_The task:_ Beginning at the line that mentions "Target: green grass", retype the rest of the records below exactly. Pictures are not part of the copy.

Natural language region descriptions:
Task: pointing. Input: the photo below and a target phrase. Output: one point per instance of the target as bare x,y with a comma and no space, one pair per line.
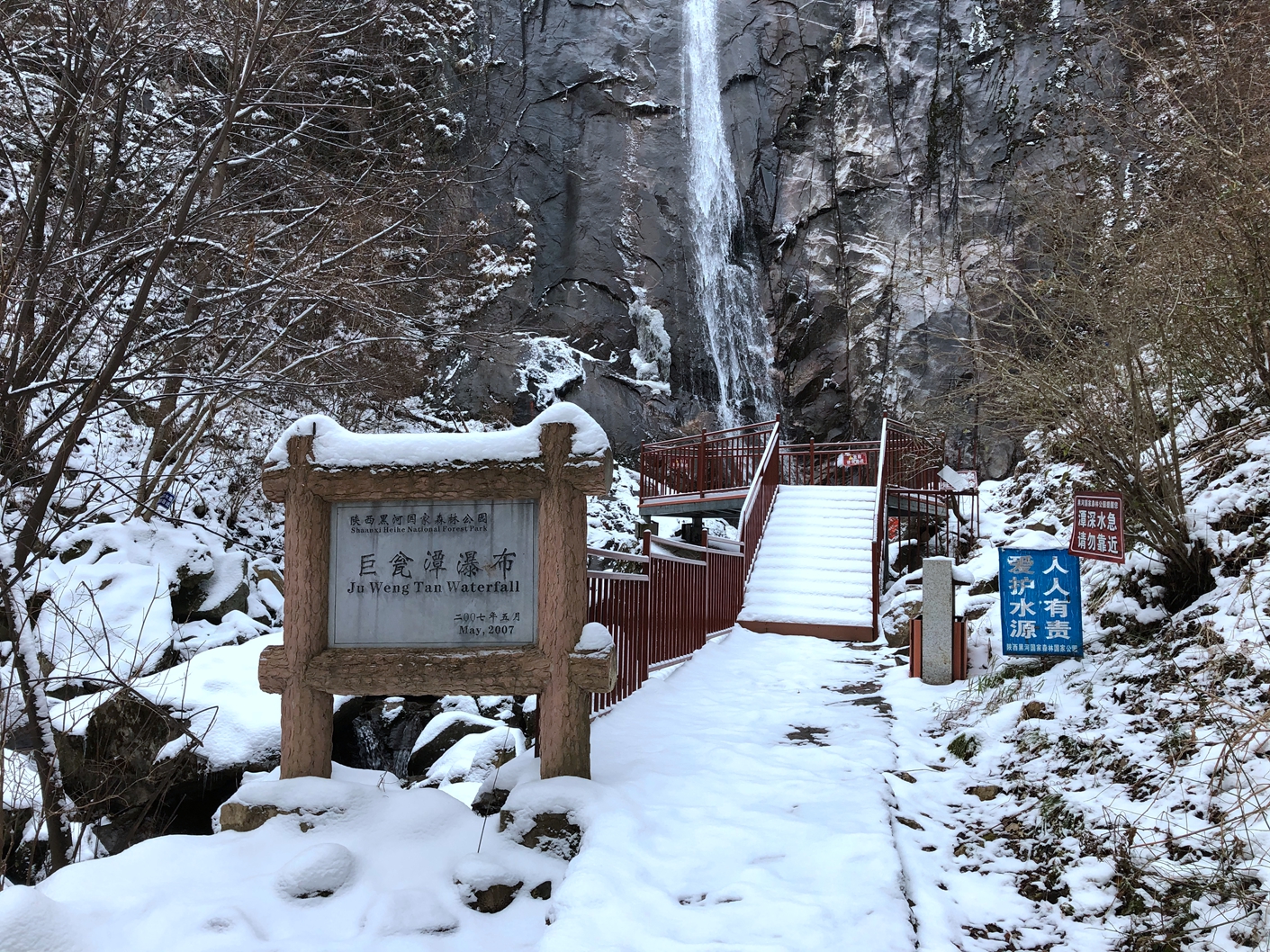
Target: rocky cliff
873,144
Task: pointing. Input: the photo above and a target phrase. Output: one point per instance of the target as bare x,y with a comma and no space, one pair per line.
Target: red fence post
701,466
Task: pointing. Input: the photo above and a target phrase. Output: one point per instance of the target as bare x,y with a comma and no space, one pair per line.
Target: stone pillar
938,607
564,708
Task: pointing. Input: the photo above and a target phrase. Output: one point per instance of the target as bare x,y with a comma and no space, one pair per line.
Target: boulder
318,872
487,886
442,732
113,770
552,833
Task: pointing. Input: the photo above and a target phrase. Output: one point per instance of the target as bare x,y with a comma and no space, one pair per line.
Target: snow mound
595,637
31,921
318,872
334,447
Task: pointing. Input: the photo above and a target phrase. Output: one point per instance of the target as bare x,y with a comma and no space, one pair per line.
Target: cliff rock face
873,144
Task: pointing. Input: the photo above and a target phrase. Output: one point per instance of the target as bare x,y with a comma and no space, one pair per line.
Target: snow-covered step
813,571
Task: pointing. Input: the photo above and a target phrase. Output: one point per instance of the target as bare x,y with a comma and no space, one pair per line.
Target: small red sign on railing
1097,525
849,461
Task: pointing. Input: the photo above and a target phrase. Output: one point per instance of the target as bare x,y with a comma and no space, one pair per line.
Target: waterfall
725,287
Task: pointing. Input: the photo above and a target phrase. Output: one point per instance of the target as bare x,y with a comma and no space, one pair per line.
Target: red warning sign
1097,525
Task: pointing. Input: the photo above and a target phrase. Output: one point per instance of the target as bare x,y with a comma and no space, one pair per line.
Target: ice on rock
319,871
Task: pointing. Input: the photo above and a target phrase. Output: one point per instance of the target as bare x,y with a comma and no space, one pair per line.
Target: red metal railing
668,606
663,611
830,463
714,463
759,500
927,522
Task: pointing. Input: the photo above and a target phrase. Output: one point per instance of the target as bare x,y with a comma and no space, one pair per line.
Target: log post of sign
437,564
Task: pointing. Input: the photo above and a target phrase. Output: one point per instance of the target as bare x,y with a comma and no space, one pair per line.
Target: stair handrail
880,550
766,472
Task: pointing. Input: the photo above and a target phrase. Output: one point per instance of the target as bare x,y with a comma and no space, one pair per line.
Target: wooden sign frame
308,673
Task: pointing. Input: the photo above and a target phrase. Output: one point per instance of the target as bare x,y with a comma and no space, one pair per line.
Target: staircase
813,571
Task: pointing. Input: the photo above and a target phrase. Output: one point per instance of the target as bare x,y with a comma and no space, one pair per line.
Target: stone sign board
405,551
429,572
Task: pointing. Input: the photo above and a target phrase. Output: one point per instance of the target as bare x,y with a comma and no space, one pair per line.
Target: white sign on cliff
431,572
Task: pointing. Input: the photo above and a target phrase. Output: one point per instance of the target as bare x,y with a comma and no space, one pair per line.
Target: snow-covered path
756,812
739,804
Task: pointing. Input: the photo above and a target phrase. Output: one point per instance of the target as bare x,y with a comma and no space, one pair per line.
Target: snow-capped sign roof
337,448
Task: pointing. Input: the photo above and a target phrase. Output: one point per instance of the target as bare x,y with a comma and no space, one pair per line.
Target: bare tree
204,202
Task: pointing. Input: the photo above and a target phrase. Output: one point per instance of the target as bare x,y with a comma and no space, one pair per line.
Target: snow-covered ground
742,803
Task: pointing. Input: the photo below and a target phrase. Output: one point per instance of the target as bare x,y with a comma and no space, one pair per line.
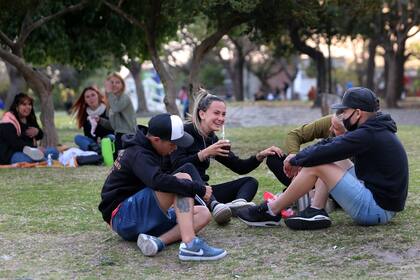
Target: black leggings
275,164
245,188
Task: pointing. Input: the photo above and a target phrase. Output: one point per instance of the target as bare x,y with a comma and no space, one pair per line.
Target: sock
213,204
270,211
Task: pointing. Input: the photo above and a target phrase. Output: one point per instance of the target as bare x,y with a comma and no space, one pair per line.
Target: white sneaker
34,153
221,214
238,204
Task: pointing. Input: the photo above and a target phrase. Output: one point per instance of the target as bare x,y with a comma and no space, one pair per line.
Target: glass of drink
227,146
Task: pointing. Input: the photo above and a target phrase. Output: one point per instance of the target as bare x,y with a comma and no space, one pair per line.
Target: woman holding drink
208,117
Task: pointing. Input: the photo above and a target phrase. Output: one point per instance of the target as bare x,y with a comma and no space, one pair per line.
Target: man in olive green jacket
328,126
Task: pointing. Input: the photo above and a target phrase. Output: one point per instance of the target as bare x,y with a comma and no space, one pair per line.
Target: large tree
159,21
18,21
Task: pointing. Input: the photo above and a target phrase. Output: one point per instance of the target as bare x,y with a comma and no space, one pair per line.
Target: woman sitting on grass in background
121,111
208,117
19,133
90,111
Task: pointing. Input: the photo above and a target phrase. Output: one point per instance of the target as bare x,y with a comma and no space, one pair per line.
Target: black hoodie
190,154
138,167
379,158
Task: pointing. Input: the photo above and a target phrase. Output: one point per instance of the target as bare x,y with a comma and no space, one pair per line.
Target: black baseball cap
358,98
170,127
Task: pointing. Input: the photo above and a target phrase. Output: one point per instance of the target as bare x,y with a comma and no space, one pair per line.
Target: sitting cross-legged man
371,191
142,202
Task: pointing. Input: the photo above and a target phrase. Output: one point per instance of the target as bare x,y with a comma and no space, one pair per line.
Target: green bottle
108,149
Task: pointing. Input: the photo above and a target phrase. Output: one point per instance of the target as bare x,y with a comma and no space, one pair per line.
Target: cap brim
185,141
338,106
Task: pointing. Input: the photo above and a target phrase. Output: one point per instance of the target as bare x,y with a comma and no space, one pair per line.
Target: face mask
348,125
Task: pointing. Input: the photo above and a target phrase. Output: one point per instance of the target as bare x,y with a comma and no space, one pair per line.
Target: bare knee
202,215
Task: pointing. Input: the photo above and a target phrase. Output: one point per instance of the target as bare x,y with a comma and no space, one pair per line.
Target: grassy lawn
50,228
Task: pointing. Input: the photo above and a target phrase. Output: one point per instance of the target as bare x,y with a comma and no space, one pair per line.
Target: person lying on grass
208,117
141,202
371,191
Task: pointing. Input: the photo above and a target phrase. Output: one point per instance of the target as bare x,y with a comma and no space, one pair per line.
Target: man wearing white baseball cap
142,202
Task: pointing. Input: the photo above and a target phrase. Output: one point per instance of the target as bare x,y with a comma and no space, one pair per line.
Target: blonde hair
118,76
202,102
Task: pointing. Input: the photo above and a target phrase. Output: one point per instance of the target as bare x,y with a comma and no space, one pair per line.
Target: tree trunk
400,61
201,50
239,76
135,69
166,78
17,84
391,94
41,85
370,67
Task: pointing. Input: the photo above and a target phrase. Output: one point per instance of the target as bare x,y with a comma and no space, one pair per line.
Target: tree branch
26,30
6,40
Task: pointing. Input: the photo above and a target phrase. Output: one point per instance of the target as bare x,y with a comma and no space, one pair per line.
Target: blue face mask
348,125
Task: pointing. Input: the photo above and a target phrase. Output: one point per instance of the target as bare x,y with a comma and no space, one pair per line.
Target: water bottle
49,160
108,149
304,202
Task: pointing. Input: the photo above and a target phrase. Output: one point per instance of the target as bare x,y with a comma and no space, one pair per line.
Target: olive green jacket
121,113
318,129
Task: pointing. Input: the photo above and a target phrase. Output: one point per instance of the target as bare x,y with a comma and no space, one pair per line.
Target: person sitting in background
121,110
91,114
19,133
325,127
371,191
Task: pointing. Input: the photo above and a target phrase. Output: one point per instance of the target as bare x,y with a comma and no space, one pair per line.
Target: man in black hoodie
142,202
371,191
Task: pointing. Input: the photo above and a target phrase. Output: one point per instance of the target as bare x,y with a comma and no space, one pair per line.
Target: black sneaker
309,219
257,216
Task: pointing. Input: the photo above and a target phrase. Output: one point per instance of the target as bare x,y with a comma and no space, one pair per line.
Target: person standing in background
121,111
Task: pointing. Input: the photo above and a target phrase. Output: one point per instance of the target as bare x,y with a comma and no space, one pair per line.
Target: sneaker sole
34,154
223,216
299,223
261,224
202,258
236,209
146,246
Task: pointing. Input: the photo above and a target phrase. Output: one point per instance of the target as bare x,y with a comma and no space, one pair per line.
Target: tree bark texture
370,67
135,69
17,84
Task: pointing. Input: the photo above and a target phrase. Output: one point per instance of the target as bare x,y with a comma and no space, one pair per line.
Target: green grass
50,228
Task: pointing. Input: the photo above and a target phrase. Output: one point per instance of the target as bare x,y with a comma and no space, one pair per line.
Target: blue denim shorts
141,213
357,200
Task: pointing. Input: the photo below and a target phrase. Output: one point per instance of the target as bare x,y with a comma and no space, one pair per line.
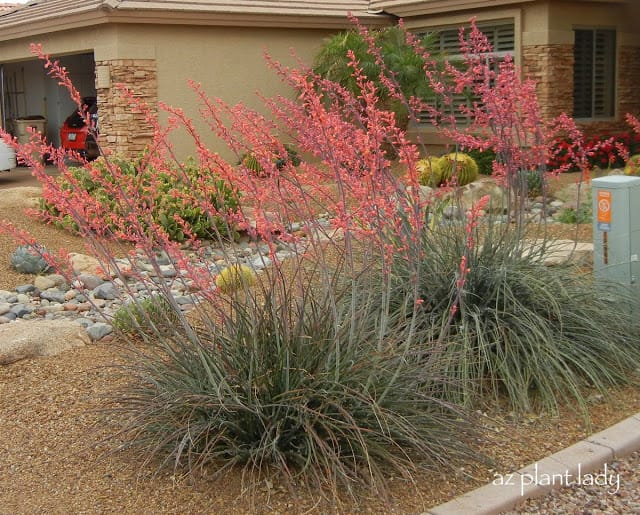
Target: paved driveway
21,176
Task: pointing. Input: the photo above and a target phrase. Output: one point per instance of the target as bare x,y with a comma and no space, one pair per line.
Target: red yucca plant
319,368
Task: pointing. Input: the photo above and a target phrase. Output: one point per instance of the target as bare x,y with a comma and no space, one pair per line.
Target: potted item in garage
7,157
76,135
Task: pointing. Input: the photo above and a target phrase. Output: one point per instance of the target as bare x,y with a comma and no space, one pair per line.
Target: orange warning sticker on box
604,207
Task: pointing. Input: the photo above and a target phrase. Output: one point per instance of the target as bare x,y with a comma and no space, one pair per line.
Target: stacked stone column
124,131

_Written solution:_
Target: green grass
50,228
Task: pointing. Input: the photo above and a target phrase. Output: one point per instance of the target as bare x,y with a comma and no space, one pair per line.
Target: blue denim shorts
141,213
357,200
Task: pointing. Input: the photo below and a target phrase. Output: one point per instance of the target as bare x,y with a comma and no space, one pair per line.
Target: paved driveway
21,176
Task: pointing. Input: the photo above and a target phrase. Output: one point per instance of the target as bare x,y with a comma and no space, one pair per line.
Target: red yucca plant
319,368
Task: pointing. Input: the photo above and a target phrase. Output: one point per instance of the target as bare x,y with a comma and no space, one pair per line.
Target: potted item in garage
7,157
76,135
Task: pointing. Input: the photo above and a target phrase. Output: one point per instance of the target as bare x,y with a comma and no space, one pair per line.
Target: orange warning sticker on box
604,207
Task: pointing. Input: the photo above and a target phrase. Output: one point per instance of the target as bare x,y with a comma and no space, one pair per line.
Target: stacked stone column
124,131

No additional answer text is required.